What is required —
Show all lines of the entries in which the word "every" is found.

+++ Dataset entries

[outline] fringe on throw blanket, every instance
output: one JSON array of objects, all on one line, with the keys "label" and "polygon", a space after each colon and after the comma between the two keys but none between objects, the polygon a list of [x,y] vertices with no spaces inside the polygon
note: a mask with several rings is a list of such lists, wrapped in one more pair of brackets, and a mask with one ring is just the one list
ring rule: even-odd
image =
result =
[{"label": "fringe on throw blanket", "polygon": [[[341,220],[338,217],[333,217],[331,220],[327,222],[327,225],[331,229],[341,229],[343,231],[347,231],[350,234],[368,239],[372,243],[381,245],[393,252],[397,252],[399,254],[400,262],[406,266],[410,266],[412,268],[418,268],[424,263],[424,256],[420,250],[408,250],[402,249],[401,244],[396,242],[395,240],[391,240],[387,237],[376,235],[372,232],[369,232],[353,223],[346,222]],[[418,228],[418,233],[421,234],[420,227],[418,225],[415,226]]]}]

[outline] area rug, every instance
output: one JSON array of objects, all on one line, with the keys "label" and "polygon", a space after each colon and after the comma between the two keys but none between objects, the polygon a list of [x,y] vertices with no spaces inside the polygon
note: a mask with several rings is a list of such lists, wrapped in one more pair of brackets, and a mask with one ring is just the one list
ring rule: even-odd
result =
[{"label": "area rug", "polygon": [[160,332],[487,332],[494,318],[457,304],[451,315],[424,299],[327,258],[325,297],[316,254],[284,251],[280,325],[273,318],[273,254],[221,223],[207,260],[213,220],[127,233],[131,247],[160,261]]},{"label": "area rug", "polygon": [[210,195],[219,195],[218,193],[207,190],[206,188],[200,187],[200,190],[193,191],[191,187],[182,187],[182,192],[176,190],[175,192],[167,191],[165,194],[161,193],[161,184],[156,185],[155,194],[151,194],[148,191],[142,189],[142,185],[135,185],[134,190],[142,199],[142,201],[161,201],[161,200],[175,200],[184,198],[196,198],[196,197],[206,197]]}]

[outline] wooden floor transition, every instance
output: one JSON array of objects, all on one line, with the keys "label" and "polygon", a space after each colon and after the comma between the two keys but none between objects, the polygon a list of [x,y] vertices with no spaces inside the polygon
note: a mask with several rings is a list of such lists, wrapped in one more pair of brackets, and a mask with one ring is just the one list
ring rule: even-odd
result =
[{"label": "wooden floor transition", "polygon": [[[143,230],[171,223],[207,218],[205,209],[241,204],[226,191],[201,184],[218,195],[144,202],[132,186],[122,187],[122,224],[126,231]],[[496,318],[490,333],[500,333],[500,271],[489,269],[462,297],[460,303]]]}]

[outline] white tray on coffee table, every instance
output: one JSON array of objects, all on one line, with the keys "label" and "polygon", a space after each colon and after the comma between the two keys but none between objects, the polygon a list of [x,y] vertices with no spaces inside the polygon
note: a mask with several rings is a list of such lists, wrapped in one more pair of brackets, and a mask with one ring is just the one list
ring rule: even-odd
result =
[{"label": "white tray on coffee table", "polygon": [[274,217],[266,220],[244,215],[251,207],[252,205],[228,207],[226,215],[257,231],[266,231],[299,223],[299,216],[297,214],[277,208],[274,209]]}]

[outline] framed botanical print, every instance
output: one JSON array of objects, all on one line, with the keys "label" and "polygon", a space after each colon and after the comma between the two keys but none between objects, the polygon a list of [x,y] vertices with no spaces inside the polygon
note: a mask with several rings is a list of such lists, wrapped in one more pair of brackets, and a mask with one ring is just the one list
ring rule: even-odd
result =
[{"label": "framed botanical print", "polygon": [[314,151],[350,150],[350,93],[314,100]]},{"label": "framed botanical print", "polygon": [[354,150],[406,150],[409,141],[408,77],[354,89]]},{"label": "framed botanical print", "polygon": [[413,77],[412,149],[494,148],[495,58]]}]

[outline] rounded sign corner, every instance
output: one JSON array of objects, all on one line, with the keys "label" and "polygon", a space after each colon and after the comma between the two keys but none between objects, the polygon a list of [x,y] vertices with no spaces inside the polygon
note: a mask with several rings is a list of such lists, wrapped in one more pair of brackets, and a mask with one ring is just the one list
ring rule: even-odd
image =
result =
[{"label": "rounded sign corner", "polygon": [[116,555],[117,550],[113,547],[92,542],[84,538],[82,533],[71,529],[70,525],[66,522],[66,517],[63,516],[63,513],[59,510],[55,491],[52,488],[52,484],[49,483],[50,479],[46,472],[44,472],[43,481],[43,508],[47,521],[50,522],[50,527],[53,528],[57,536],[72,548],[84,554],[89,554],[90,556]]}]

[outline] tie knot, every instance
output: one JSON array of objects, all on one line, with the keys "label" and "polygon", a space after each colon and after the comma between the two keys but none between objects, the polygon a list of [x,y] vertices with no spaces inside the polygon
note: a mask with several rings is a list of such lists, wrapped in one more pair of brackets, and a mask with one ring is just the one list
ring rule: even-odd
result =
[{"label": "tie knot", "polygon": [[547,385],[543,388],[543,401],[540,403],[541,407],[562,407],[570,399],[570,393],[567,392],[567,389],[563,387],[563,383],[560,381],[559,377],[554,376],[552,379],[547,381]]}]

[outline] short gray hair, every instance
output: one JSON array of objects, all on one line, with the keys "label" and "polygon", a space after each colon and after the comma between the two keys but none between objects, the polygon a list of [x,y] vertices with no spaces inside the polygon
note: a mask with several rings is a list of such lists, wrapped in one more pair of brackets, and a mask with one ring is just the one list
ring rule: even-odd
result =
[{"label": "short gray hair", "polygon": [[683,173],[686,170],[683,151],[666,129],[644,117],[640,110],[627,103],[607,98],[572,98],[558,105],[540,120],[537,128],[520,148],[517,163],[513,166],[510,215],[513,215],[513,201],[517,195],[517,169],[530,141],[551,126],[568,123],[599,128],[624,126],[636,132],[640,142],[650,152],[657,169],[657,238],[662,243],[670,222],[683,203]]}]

++++++

Written solution —
[outline] fringe on throw blanket, every instance
[outline] area rug, every instance
[outline] wooden floor transition, every instance
[outline] white tray on coffee table, every instance
[outline] framed botanical print, every instance
[outline] rounded sign corner, every instance
[outline] tie knot, every instance
[outline] short gray hair, every instance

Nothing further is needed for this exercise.